• ENTRIES SHOWN

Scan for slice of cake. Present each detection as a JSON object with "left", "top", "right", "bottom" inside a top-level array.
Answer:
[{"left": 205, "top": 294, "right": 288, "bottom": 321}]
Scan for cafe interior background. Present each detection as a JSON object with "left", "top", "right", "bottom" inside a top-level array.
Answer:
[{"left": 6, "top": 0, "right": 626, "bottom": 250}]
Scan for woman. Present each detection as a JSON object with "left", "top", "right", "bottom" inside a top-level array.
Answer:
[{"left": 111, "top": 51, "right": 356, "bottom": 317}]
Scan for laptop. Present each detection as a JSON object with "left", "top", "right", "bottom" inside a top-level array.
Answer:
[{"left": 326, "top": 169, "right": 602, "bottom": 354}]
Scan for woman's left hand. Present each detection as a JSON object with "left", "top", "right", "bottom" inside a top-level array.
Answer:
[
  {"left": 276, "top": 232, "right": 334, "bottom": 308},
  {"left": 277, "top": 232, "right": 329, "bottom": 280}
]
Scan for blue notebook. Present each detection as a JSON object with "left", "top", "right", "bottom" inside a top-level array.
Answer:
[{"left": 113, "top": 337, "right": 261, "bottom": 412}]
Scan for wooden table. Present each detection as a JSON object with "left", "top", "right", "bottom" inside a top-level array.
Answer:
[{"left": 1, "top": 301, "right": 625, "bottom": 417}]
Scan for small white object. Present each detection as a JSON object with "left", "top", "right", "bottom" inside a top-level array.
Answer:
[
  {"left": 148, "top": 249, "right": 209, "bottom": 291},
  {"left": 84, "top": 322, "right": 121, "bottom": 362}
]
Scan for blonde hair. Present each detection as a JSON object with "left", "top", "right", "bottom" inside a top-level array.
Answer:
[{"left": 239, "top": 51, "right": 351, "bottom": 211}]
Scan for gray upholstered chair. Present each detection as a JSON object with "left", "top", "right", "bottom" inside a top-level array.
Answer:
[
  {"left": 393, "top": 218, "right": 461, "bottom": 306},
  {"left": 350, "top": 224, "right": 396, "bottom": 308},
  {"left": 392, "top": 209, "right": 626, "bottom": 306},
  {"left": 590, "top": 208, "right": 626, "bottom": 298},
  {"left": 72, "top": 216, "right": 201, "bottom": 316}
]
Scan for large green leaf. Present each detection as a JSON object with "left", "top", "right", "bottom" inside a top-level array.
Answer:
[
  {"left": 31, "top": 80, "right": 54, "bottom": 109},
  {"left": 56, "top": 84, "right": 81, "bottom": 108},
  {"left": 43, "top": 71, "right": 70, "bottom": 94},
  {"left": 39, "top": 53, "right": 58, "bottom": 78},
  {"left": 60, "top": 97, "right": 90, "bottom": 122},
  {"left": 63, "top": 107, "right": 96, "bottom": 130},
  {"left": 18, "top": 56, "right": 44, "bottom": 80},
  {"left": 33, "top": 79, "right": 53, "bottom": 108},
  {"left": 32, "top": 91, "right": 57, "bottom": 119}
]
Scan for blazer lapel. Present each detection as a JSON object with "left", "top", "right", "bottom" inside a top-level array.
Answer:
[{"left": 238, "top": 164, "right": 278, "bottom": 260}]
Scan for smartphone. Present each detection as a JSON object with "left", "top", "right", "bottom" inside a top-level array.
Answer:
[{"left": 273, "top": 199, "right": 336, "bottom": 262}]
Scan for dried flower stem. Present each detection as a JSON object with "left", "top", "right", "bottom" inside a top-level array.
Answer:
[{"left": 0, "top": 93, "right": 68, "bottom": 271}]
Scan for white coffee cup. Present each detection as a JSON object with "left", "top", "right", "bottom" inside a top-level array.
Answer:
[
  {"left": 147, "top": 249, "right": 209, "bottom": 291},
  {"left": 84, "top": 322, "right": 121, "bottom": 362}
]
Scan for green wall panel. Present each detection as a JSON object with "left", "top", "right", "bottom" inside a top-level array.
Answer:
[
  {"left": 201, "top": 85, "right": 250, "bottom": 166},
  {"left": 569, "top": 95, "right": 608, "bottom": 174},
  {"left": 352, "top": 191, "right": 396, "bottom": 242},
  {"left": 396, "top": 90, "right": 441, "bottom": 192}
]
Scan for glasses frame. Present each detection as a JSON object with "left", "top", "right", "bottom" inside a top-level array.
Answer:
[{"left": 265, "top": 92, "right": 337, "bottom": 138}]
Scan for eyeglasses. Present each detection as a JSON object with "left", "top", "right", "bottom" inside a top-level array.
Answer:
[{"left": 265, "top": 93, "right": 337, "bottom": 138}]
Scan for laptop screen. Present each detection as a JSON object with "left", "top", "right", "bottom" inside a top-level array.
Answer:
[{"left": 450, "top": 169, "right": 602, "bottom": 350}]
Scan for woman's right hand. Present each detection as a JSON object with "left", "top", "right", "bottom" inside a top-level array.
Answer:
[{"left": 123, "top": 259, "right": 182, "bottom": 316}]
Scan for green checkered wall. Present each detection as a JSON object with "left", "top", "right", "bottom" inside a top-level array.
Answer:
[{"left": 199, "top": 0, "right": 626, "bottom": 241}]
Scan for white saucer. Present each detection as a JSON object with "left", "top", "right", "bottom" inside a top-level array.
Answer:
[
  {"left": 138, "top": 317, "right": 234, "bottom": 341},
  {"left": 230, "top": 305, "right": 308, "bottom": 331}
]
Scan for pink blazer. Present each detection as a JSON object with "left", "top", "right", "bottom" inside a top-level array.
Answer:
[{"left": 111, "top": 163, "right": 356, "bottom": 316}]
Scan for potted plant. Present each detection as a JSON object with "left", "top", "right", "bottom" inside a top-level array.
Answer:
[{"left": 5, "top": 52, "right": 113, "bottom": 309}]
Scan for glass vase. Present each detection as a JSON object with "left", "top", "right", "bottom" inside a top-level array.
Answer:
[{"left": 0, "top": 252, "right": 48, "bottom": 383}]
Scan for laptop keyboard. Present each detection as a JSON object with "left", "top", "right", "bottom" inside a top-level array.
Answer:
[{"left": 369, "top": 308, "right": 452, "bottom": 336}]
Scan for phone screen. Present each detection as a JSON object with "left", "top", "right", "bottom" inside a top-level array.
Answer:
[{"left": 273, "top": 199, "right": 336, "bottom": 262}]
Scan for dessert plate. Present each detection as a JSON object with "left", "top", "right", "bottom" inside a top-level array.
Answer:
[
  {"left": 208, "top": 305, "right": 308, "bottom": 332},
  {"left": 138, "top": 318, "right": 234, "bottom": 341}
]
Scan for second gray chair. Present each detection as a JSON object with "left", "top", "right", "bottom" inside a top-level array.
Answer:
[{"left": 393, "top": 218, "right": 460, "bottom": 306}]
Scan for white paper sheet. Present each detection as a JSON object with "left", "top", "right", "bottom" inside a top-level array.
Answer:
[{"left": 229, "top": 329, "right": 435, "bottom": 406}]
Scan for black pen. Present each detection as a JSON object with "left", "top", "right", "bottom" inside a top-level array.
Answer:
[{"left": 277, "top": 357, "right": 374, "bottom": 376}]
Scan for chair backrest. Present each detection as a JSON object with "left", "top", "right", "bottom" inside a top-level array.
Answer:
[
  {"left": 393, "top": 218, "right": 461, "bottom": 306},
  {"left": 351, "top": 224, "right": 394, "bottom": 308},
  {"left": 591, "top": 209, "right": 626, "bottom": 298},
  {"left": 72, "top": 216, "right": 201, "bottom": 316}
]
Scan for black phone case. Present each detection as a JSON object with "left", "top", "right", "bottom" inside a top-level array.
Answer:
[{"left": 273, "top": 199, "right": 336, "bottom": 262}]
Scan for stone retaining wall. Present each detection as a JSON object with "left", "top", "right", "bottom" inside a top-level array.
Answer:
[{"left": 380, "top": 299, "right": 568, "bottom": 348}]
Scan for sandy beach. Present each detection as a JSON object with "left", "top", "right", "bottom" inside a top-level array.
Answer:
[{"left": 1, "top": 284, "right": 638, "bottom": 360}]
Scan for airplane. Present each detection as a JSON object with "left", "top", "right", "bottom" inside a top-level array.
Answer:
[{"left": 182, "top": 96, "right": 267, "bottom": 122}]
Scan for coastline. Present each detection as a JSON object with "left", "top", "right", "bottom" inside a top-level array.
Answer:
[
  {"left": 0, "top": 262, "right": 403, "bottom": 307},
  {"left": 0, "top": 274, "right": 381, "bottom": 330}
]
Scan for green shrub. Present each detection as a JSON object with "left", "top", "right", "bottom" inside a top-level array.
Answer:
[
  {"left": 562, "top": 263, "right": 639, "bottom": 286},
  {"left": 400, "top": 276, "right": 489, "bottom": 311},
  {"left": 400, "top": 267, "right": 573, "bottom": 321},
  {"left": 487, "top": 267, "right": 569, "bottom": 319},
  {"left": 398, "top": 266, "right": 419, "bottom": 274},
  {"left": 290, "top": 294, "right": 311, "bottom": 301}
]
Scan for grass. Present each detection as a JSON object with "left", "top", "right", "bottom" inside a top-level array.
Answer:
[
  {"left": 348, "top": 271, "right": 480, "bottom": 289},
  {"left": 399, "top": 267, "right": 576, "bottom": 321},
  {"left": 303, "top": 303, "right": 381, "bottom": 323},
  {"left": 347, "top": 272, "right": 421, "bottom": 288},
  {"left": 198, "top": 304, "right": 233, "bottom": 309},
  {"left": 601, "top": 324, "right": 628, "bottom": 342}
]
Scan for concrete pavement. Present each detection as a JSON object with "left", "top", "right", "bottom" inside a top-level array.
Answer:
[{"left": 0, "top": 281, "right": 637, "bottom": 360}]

• TASK TO COMPLETE
In the listing, how many lines include the string "gray"? State the number alone.

• REPLY
2